Excerpt:
»»

As you know, we have a huge photo archive, and this will form the basis of our work. But I need your help assembling pictures. You probably have figures that we would like to include. Yes, I may have a picture of a figure just like one of yours in my archive---but I cannot publish it if quality is poor or I lack the photographer's permission. Please step forward and help. If we all do this, we will have a book that will delight collectors for decades to come---and we will pass our passion and knowledge on to future generations.
If you are ready to reach for your camera, may I suggest this approach: take a few quick shots of your collection as it stands, email them to me, and I will get back to you right away telling you which figures I need. I know lots of you have fabulous figures. Please, please share. Of course, we will acknowledge your ownership in the book, or we will ensure your anonymity if that is your preference. Now's the time to let your figures strut their stuff. Please email me at firstname.lastname@example.org
Although she is certainly not the most common of classical figures, Hygeia is quite well known to collectors. Hygiea is the goddess of health. She healed the sick by administering the bile of the gorgon Medusa. For this reason, she is depicted with an ewer and bowl that hold Medusa’s bile. The story gets better: In ancient statuary, Hygeia frequently feeds a snake from a bowl. Why a snake? The snake symbolizes healing or rebirth because of its ability to shed its skin.
So now we have the nasty stuff behind us, enjoy this lovely example of Hygeia.
Hygeia. H: 9". Photo: Andrew Dando Antiques.
Along the same lines, there is a VERY large Staffordshire figure of a lady washing her hands. The example below is in the Willett Collection. She measures 27-1/2" and she weighs a TON!
H: 27". The Willett Collection, Brighton Museum, UK.
Stella Beddoe was such a good sport about helping Malcolm Hodkinson and me haul this figure onto a table to photograph. Believe me, she is H-E-A-V-Y, and it took 3 of us to get her in place. The figure is normally mounted on a low square base and I assume this example has lost its base--but we did not have what it took to flip this lady over. But is she not GORGEOUS? I would make house room for her in a moment...I guess she would need her own room or her own house.
This large figure is often described as Purity, which always has me a little befuddled. Yes, it is nice to keep your hands clean....but I can find no classical references to Purity. Sometimes she is described as Hygeia, but I think that is only because of the connection between hand-washing and hygiene. As you can see, she has none of Hygeia's attributes.

««

Available data:
»»

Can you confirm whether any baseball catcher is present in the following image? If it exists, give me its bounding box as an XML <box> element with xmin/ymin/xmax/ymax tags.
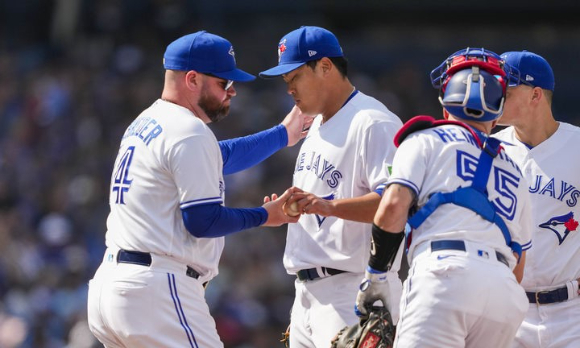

««

Your objective:
Answer these questions using the excerpt above the listing:
(a) What did Hygeia use to heal the sick?
(b) How many people did it take to get the large figure of the lady washing her hands in place for a photo?
(c) What name is the hand-washing figure often given?

Response to the exercise:
(a) The bile of the gorgon Medusa.
(b) Three.
(c) Purity.